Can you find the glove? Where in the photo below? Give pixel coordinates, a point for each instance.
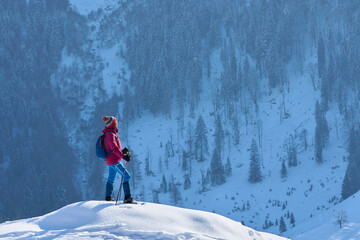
(125, 150)
(127, 157)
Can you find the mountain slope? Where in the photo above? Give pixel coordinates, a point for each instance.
(100, 220)
(324, 226)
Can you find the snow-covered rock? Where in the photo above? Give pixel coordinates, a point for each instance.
(104, 220)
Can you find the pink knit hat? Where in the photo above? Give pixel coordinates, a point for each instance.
(110, 121)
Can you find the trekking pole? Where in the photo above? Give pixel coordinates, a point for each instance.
(122, 178)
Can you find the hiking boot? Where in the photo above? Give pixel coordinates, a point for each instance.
(109, 198)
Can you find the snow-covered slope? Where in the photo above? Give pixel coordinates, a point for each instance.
(103, 220)
(325, 225)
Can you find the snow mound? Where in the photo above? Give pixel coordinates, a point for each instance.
(104, 220)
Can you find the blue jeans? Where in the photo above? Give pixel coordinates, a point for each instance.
(113, 169)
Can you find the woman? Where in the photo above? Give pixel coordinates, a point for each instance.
(113, 158)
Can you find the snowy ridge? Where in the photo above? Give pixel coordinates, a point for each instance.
(103, 220)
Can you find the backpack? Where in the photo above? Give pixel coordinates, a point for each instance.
(101, 148)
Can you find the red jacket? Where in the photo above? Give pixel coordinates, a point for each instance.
(112, 144)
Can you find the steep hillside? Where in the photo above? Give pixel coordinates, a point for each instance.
(327, 225)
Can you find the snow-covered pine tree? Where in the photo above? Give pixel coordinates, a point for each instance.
(163, 185)
(219, 134)
(255, 168)
(217, 172)
(201, 143)
(228, 168)
(351, 182)
(321, 132)
(283, 170)
(187, 181)
(282, 226)
(135, 169)
(184, 162)
(292, 154)
(292, 219)
(175, 193)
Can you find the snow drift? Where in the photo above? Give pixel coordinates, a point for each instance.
(103, 220)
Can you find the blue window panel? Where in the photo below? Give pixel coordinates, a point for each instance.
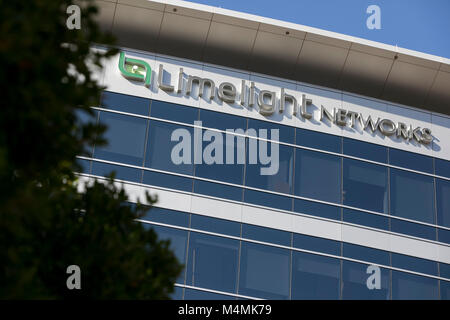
(85, 166)
(355, 278)
(122, 173)
(125, 136)
(317, 244)
(315, 277)
(443, 202)
(318, 140)
(366, 254)
(268, 200)
(177, 293)
(160, 148)
(366, 219)
(444, 270)
(282, 181)
(317, 209)
(84, 118)
(410, 160)
(285, 133)
(414, 264)
(229, 172)
(167, 216)
(222, 121)
(167, 181)
(215, 225)
(212, 262)
(406, 286)
(445, 290)
(412, 196)
(365, 150)
(264, 271)
(442, 167)
(413, 229)
(174, 112)
(444, 235)
(178, 243)
(266, 234)
(365, 186)
(317, 175)
(192, 294)
(125, 103)
(218, 190)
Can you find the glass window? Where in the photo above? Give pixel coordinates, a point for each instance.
(285, 133)
(212, 262)
(318, 140)
(366, 219)
(414, 264)
(264, 271)
(302, 241)
(315, 277)
(84, 118)
(268, 200)
(167, 181)
(279, 182)
(167, 216)
(229, 172)
(365, 150)
(178, 243)
(444, 235)
(177, 293)
(365, 185)
(160, 148)
(410, 160)
(442, 167)
(192, 294)
(445, 290)
(266, 234)
(215, 225)
(122, 173)
(317, 175)
(317, 209)
(174, 112)
(444, 270)
(218, 190)
(85, 166)
(355, 282)
(413, 229)
(443, 202)
(125, 138)
(125, 103)
(222, 121)
(406, 286)
(412, 196)
(366, 254)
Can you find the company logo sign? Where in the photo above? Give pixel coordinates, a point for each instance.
(270, 102)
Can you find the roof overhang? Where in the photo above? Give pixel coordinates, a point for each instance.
(277, 48)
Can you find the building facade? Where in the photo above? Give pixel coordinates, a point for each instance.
(272, 185)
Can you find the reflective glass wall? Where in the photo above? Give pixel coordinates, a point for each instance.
(319, 175)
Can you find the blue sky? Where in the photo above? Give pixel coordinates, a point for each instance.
(422, 25)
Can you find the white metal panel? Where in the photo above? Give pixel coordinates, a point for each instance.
(210, 207)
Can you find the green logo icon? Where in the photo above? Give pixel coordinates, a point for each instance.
(135, 69)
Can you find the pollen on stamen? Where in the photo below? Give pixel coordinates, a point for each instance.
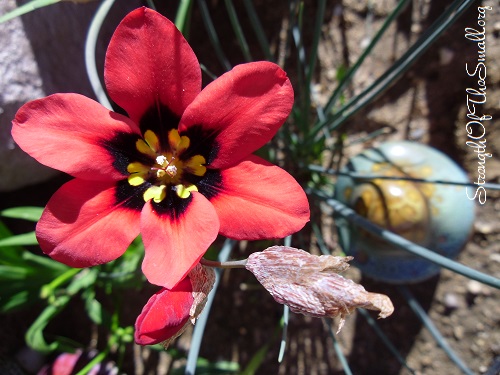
(162, 160)
(171, 170)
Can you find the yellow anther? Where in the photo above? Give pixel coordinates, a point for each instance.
(185, 191)
(137, 167)
(156, 193)
(135, 179)
(152, 140)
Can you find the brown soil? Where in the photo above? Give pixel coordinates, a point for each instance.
(427, 105)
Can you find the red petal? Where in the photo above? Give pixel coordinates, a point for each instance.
(243, 109)
(175, 242)
(148, 60)
(83, 225)
(165, 314)
(66, 132)
(258, 200)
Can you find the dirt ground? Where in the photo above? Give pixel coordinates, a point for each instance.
(428, 105)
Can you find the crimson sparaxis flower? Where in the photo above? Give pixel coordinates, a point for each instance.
(179, 169)
(169, 312)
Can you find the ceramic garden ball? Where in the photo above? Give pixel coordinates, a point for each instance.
(438, 217)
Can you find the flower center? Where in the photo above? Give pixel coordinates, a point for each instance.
(167, 170)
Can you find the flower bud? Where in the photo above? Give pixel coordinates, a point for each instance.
(169, 312)
(310, 284)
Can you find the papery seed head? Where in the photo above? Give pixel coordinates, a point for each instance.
(310, 284)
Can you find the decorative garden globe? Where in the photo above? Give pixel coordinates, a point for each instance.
(436, 216)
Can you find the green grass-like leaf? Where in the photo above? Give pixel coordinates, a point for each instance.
(25, 213)
(25, 239)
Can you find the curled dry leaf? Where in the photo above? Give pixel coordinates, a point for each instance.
(311, 285)
(202, 281)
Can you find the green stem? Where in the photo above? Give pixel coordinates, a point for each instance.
(97, 359)
(47, 289)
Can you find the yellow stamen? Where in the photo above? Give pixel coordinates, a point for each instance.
(137, 167)
(135, 179)
(185, 191)
(156, 193)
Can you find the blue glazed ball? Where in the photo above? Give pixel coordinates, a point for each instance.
(436, 216)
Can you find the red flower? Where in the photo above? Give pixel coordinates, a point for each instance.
(169, 312)
(178, 170)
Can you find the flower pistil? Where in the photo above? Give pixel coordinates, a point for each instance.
(168, 170)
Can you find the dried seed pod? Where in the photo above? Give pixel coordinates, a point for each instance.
(311, 285)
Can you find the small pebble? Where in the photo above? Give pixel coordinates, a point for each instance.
(458, 332)
(474, 287)
(451, 301)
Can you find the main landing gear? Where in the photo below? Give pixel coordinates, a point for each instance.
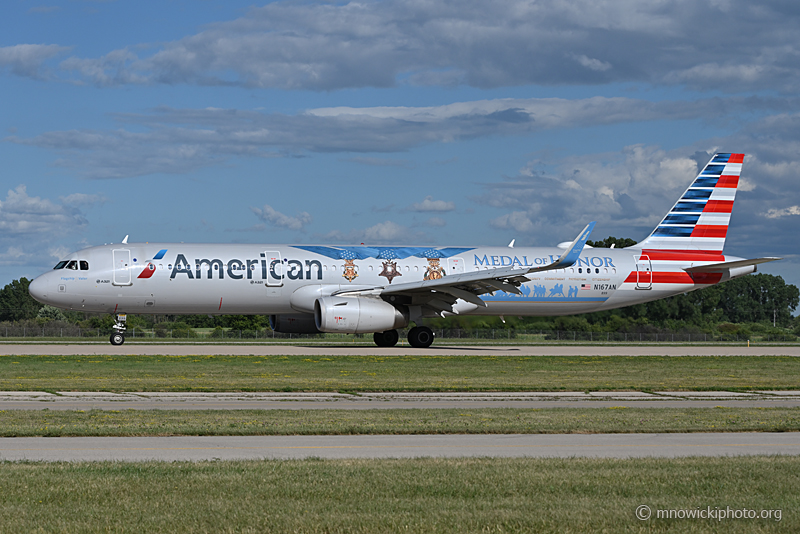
(386, 339)
(118, 337)
(419, 337)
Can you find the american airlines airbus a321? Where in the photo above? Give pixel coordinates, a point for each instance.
(378, 289)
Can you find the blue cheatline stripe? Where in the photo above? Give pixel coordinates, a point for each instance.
(505, 297)
(681, 219)
(673, 231)
(697, 194)
(706, 181)
(697, 207)
(713, 169)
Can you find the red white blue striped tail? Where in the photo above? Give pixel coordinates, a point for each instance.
(699, 220)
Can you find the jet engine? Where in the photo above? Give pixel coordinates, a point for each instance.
(357, 315)
(300, 323)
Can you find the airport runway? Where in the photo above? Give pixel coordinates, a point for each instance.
(353, 349)
(197, 448)
(72, 400)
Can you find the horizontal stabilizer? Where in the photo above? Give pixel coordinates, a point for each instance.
(724, 266)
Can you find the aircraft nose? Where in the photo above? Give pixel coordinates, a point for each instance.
(38, 289)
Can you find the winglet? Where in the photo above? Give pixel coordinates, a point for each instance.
(570, 256)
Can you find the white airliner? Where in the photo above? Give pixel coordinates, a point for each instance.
(378, 289)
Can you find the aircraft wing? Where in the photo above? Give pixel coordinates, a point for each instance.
(442, 293)
(723, 266)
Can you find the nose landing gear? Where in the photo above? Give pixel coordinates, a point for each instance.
(118, 337)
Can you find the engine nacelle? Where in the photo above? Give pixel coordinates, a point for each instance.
(357, 315)
(300, 323)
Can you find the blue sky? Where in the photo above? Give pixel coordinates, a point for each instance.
(421, 122)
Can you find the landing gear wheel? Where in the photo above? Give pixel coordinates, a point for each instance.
(386, 339)
(420, 337)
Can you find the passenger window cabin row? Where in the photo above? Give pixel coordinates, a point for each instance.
(72, 265)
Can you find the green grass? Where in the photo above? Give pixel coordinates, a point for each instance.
(419, 495)
(17, 423)
(396, 373)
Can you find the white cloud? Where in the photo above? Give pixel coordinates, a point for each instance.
(429, 204)
(22, 215)
(28, 60)
(516, 220)
(327, 46)
(434, 222)
(591, 63)
(175, 141)
(270, 215)
(775, 213)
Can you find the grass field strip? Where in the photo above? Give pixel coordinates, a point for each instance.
(381, 397)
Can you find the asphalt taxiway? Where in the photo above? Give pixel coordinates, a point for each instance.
(361, 349)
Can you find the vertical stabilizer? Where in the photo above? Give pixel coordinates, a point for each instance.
(699, 220)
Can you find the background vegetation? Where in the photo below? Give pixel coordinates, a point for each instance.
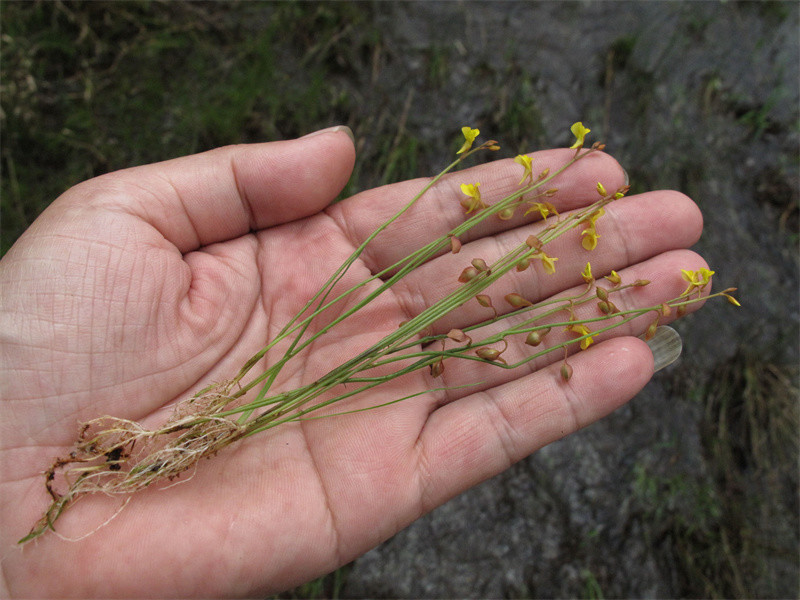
(89, 87)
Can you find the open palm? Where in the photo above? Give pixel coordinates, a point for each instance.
(137, 288)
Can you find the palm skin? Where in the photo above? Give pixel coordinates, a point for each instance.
(136, 289)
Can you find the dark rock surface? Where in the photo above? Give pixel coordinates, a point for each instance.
(701, 97)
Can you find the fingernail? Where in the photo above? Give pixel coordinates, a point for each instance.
(666, 346)
(335, 129)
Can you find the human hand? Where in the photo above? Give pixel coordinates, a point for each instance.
(137, 288)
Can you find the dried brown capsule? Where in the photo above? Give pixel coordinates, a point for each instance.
(517, 301)
(468, 274)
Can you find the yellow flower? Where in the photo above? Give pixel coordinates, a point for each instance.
(590, 241)
(614, 278)
(697, 279)
(582, 330)
(579, 131)
(587, 273)
(526, 163)
(731, 299)
(473, 200)
(543, 208)
(595, 216)
(469, 137)
(549, 262)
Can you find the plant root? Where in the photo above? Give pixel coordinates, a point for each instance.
(118, 456)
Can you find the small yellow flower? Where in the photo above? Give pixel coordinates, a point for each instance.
(473, 197)
(732, 300)
(549, 262)
(697, 279)
(589, 242)
(469, 137)
(595, 216)
(587, 273)
(543, 208)
(581, 330)
(579, 131)
(526, 162)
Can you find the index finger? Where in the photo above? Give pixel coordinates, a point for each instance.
(440, 210)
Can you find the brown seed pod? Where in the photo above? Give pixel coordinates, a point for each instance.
(566, 371)
(468, 274)
(517, 301)
(488, 353)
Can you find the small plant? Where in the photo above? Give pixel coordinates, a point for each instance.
(118, 456)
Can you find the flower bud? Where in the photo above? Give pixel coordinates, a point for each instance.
(437, 368)
(651, 330)
(533, 242)
(506, 214)
(484, 300)
(536, 337)
(480, 264)
(468, 274)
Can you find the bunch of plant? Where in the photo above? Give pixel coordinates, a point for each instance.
(119, 456)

....

#### YOUR OBJECTIVE:
Render the material as a two-column CSV, beginning at the line that contains "Can you find the plant" and stopping at the end of the material. Use the headers input and output, with one row for each text and its answer, each value in a single quoted field and any line breaks replaced by spaces.

#### CORRECT RESPONSE:
input,output
"Can you find the plant root? Where in the photo above? Give pixel coordinates, a point for each instance.","(118, 456)"
"Can you find the small yellow flower? Where in the photo above? Give pixel coordinates, a point for each instance.","(473, 197) (732, 300) (549, 262) (697, 279) (589, 242) (469, 137) (595, 216) (587, 273) (543, 208) (581, 330) (579, 131) (526, 162)"
"Can you find the index finger? Where in the photo above? Give pixel coordinates, a point for each instance.","(440, 210)"
"Can you find the brown seed pod? Where in the photo above? Give pixel coordinates, a point for each instance.","(566, 371) (468, 274) (517, 301) (488, 353)"
"Can you find the small plant? Where in the photo above? Give pixel coordinates, a point for each instance.","(118, 456)"
"Can you find the flower bud? Where in the photo above? Give pixel coordinates, a point for each instance.","(437, 368) (651, 330) (533, 242) (506, 214) (484, 300) (536, 337) (480, 264) (468, 274)"
"Can you find the bunch of plant? Where in the photo above? Give pixel coordinates, a point for each instance.","(119, 456)"